INSTRUCTIONS TO FOLLOW: Transcribe only part of the material below: the lines from the one containing "Query: road" through the one containing "of the drooping", inclusive, exactly as written.

● ● ● ● ● ● ●

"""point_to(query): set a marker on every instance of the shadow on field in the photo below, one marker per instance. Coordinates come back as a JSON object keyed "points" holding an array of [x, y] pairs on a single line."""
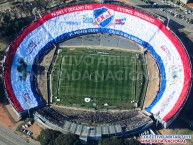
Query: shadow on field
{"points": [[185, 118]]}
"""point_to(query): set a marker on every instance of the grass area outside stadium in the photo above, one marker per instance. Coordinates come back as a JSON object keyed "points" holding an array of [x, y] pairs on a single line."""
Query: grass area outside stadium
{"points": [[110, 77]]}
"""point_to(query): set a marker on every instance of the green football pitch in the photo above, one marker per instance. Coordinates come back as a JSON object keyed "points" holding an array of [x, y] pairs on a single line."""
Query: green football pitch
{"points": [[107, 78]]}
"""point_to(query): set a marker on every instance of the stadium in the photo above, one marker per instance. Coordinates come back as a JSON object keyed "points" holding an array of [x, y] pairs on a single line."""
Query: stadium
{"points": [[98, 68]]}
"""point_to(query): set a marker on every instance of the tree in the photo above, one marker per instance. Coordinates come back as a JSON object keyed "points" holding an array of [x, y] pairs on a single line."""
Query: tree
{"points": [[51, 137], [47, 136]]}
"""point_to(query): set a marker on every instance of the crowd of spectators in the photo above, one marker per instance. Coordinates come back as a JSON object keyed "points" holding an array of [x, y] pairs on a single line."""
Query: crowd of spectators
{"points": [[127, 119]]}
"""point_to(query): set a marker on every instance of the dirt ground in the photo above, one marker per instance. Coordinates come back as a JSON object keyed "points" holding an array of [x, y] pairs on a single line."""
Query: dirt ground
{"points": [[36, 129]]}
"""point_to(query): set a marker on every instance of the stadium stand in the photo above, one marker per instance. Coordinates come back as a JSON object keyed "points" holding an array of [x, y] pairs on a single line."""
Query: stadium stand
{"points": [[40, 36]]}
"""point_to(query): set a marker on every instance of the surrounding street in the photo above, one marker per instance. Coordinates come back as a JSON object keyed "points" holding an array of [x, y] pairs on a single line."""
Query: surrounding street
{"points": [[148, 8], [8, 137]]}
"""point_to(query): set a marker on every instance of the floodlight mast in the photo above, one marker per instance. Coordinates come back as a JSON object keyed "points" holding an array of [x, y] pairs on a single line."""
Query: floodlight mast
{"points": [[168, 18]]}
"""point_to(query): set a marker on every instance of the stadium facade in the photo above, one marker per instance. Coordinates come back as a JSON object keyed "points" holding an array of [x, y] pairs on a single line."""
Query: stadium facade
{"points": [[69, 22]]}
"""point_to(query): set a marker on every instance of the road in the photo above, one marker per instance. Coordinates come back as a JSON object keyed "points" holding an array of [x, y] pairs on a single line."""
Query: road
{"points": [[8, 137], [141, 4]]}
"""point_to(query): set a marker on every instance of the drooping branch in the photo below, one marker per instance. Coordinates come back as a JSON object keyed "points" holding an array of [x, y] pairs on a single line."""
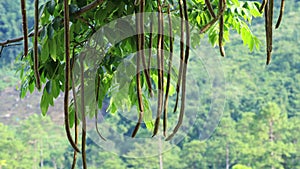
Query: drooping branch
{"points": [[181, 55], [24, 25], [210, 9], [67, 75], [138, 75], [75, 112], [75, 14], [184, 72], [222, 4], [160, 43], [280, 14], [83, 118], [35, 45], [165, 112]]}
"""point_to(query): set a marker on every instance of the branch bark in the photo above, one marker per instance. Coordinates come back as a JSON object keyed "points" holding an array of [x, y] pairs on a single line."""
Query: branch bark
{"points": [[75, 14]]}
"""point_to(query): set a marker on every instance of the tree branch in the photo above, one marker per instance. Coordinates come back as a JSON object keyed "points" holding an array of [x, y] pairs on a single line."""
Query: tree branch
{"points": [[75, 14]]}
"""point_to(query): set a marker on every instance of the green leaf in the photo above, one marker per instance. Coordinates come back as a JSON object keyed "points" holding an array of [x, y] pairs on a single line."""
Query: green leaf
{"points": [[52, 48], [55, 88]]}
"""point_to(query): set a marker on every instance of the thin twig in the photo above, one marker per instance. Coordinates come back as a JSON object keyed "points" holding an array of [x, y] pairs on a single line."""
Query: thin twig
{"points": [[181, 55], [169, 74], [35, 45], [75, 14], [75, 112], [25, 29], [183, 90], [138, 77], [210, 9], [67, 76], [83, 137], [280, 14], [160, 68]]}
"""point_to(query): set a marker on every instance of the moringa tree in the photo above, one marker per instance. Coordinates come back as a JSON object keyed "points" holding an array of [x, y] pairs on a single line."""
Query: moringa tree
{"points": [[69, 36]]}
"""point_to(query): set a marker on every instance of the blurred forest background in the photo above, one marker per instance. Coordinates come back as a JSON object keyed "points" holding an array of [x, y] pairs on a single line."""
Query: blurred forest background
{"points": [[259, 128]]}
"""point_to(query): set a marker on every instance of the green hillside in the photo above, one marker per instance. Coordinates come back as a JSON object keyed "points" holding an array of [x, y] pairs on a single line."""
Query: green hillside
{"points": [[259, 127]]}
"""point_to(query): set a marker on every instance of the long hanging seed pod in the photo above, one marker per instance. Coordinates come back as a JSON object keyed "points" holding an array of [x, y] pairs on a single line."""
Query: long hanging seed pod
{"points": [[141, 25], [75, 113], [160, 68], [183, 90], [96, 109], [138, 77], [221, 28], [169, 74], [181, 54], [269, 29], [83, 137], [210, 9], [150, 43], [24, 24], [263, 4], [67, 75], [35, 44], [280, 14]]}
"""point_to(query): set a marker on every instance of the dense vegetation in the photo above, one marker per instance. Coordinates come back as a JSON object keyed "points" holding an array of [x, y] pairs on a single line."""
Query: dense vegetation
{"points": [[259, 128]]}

● ● ● ● ● ● ●

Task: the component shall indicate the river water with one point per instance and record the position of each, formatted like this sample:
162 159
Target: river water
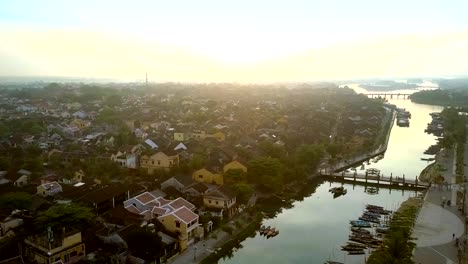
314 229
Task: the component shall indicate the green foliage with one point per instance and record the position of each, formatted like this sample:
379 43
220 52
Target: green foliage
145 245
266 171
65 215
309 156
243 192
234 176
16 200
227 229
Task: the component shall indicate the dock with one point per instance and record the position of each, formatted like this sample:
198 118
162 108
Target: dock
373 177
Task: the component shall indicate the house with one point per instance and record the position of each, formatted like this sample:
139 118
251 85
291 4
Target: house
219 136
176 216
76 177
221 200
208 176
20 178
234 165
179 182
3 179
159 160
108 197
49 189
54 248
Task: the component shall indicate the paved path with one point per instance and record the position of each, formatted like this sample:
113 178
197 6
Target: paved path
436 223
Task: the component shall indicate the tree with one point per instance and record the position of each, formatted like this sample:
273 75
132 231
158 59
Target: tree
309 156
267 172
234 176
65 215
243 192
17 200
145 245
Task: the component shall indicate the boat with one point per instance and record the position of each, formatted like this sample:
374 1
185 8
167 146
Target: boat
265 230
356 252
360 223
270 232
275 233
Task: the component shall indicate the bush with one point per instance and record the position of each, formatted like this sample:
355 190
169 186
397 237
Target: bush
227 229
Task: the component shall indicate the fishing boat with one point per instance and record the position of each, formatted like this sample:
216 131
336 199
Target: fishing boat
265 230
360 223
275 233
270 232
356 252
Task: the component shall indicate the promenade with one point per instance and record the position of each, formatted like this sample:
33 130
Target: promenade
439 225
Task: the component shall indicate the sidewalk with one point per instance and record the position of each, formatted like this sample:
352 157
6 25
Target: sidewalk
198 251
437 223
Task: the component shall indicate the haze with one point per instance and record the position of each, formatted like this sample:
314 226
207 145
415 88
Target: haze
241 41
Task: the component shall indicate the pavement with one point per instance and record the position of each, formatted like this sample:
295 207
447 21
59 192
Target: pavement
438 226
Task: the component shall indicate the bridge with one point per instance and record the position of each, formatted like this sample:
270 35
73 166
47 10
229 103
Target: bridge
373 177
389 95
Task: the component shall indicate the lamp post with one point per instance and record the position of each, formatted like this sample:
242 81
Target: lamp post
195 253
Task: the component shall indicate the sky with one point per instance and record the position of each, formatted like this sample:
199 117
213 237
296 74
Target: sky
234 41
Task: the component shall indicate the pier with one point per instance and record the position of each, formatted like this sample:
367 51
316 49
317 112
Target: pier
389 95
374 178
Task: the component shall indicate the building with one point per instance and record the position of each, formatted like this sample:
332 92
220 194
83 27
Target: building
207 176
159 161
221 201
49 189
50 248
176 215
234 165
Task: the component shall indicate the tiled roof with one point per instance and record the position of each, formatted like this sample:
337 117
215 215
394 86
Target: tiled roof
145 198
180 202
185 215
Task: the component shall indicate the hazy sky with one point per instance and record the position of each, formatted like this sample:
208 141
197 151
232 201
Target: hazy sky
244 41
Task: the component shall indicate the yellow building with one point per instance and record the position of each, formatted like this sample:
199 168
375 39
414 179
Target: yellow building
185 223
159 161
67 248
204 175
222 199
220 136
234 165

● ● ● ● ● ● ●

RESULT OF THIS EXERCISE:
Query: road
{"points": [[8, 137], [141, 4]]}
"""point_to(query): set a marker on every instance of the drooping branch in the photo below, one marker per instance. Coordinates come back as a JSON object keyed "points" holding an array of [x, y] pairs on a single line."""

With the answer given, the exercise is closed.